- _WORK TO BE COMPLETED_:
Reproduce every line of the listing below verbatim, with no changes.

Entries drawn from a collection
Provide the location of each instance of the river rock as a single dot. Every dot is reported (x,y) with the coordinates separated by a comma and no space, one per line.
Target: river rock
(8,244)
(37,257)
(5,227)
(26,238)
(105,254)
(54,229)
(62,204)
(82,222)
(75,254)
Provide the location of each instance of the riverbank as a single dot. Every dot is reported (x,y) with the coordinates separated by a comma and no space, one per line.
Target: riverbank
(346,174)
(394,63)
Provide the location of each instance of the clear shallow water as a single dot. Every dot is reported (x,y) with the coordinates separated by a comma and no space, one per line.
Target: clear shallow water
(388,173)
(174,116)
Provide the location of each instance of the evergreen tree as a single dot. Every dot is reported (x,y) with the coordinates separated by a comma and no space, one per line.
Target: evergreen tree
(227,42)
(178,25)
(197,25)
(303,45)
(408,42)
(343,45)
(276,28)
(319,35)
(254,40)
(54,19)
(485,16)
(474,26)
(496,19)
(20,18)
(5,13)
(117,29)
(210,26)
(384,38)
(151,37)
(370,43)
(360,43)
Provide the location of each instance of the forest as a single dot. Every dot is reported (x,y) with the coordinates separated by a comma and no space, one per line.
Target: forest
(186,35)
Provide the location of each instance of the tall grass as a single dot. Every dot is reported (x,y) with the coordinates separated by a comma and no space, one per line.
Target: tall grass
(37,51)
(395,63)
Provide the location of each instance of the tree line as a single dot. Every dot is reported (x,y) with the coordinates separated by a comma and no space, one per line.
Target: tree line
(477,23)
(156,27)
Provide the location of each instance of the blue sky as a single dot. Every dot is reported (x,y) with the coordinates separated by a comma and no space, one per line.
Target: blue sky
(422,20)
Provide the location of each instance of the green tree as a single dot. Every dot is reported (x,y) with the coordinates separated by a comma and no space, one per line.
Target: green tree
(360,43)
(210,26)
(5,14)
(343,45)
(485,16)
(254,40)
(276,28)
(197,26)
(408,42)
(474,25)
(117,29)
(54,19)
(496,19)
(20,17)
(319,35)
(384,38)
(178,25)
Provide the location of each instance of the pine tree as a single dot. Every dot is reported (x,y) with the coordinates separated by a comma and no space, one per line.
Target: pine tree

- _PROBLEM SOLUTION_:
Provide the location of each instance of the river rock as a single dot. Every dot is reported (x,y) with the coordinates separated by a comma and no space, one per line.
Target: river rock
(8,244)
(37,257)
(5,227)
(26,238)
(105,254)
(54,229)
(62,204)
(82,222)
(75,254)
Provide the location of each instance of the riverbank as a single dot. Every dot is reported (x,y) with the coordinates separated by a comma and no space, one per line.
Target: riverbank
(346,174)
(394,63)
Provide the location of each instance of the clear shallow water as a single dot. Every dot is reported (x,y) with the coordinates separated by a comma and no space, one per line.
Target: clear shallow water
(388,173)
(174,116)
Provide the location of each instance of the evergreen tree as a single dot. Every dot is reported (x,y) with the coordinates separated by a comma and no space, one per line.
Target: evergreen tree
(227,42)
(178,25)
(197,25)
(303,45)
(408,42)
(343,45)
(276,28)
(319,35)
(254,40)
(54,19)
(485,16)
(474,26)
(496,19)
(20,18)
(5,13)
(117,29)
(210,26)
(384,38)
(151,37)
(370,43)
(360,43)
Provide the location of each instance of the forest as a single dot. Every dot is reported (x,y) with the coordinates separated by a comma and no space, one per line.
Target: forest
(186,35)
Provide the location of each instance of the tall grass as a single dot. Every dot is reported (x,y) with the coordinates separated by a comma and no space, one per line.
Target: tall grass
(37,51)
(395,63)
Provide the location of each instance of the tree line as a single dot. Every dot is reported (x,y) with the coordinates separated by a comma and no space, one per line.
Target: tree line
(477,23)
(156,27)
Provide the location of each instance of the blue sky as a single dot. Every dot is reported (x,y) with the coordinates separated by a comma and no space, one per line.
Target: blue sky
(422,20)
Provide the location of each instance of the green tree as a single dot. Every dot is reported (x,y) with the coordinates separated by a comma and no space, one per line.
Target: green tree
(360,43)
(210,26)
(5,14)
(343,45)
(485,16)
(254,40)
(276,28)
(197,26)
(408,42)
(474,25)
(117,29)
(54,19)
(496,19)
(20,17)
(319,35)
(384,38)
(178,25)
Provide the location of each instance of the pine tree as a single dot. Every dot is reported (x,y) with the coordinates separated by a comma and no space, one per line.
Target: pine tree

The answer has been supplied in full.